Excerpt -
<<<<
The stored data table sample

This table was used to analyze the content of the conversation across sessions and role-to-role exchanges with time. We used natural language processing in Python for analyzing the text which includes cleaning, processing, and analyzing the text. This helped us to build the text corpus for analysis and visualizations. The following steps helped in cleaning the data:

  • Tokenization—The process of splitting the sentences into good words or tokens. It lays the foundation for the next steps of cleansing.

  • Elimination of stop words—The process of removing words that mean little; these are usually words that occur very frequently. Apart from using the libraries in Python for stop word removal, we also defined our list of contextual stop words libraries that were considered unimportant for this model.

  • Lemmatization and stemming—Lemmatization and stemming convert a word into its root form. For example, for the words “running” and “runs”, the stem of both words is run. Thus, after we stemmed, these words would be grouped together and retain the same meaning for the model even though they had different forms.
>>>>
(Rows from a pointing dataset)
<<<<
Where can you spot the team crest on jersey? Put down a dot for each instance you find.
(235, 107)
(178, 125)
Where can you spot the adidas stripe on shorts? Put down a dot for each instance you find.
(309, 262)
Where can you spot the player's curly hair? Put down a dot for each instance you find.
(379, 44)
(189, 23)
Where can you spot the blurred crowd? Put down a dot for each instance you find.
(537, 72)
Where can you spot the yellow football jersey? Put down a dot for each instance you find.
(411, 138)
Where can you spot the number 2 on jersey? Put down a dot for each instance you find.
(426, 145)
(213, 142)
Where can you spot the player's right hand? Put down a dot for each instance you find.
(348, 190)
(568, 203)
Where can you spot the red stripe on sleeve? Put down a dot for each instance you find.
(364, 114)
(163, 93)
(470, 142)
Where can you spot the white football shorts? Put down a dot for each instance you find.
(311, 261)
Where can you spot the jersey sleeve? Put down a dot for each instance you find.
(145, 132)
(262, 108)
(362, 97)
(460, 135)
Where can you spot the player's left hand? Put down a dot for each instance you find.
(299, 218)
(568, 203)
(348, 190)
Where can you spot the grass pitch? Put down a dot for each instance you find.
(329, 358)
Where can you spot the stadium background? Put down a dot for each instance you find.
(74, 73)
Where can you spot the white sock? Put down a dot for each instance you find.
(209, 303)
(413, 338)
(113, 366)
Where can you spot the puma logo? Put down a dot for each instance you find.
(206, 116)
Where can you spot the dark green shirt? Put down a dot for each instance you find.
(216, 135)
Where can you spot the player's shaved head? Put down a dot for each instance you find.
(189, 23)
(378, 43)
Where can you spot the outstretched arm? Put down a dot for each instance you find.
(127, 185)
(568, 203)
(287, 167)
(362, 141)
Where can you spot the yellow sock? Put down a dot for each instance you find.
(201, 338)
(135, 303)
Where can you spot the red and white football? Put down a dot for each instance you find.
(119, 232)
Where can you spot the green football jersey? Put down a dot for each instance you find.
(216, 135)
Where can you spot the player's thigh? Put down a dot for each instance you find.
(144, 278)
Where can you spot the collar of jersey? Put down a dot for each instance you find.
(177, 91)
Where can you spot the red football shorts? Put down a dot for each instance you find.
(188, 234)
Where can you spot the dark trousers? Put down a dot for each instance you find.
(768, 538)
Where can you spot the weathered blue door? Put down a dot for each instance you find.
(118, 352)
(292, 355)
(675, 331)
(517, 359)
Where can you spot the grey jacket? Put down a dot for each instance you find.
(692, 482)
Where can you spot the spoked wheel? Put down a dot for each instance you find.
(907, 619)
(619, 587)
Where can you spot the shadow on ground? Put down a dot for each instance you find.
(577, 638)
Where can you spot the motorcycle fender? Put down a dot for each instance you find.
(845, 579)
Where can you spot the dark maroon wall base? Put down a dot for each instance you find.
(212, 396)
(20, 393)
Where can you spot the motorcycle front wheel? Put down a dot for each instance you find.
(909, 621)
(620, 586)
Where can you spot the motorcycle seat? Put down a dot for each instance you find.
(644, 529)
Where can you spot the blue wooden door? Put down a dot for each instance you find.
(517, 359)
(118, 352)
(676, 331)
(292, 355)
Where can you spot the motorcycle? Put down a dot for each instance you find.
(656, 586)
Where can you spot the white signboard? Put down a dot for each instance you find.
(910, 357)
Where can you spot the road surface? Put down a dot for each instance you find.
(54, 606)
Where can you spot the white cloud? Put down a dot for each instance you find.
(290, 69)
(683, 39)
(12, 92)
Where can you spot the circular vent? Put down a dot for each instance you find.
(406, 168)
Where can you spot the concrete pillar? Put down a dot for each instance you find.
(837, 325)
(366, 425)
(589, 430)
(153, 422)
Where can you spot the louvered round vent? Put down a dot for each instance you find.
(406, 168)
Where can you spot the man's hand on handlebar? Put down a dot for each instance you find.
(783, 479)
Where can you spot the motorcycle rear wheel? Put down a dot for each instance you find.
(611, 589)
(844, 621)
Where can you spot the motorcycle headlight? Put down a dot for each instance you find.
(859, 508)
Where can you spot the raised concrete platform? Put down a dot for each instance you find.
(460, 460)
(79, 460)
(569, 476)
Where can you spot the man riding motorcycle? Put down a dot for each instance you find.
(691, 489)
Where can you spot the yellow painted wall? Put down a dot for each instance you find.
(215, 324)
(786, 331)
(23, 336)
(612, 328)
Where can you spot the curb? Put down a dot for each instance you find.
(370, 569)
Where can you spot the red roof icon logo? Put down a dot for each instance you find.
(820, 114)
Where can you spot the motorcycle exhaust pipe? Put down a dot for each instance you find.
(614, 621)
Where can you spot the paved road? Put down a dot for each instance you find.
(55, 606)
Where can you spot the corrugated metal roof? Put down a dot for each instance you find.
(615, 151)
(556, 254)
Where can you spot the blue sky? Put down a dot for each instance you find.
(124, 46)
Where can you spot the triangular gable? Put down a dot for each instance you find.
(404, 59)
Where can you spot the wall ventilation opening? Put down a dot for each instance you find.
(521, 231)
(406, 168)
>>>>
Instructions to follow -
Write the next part of the excerpt on cleaning conversation text, picking up right after its last sentence. The rows play no part in what is asked here.

Exercise answer -
  • Sentence segmentation—We split the unstructured spoken text into different sentences, which helped the model understand the boundaries of the long text to make it more semantically distinct.

  • Vectorization—Since we cannot input plain words into a model and expect it to learn from it, we had to vectorize the words. We encoded words using high-dimensional vectors where the different dimensions of vectors represent the latent meaning of the words. Therefore, the vectorized version of words would be useful later while generating bigrams (two-word combinations appearing together), trigrams (three-word combinations appearing together), and topic modeling based on the keywords or grouping semantically similar keywords.

The processed data can be used to generate different analytics and visualizations to get insights about the collaboration processes during collaborative game design.

5 Toward Collaboration Quality Detection: From Analytics to Visualizations

First, we do an exploratory analysis and visualization on the processed text data. We use topic modeling with Latent Dirichlet Allocation and Latent Semantic Indexing and then visualize the representative keywords showing different topics in one phase of one session where the main discussion is supposed to be about technology. Figures 6.4, 6.5, and 6.6 show an overview of the topics.

Fig. 6.4
An illustration of a cluster of multiple words in different sizes and shades. The words are in a foreign language.

Topic 1: Interaction technologies

Fig. 6.5
An illustration of a cluster of multiple words in different sizes and shades. The words are in a foreign language.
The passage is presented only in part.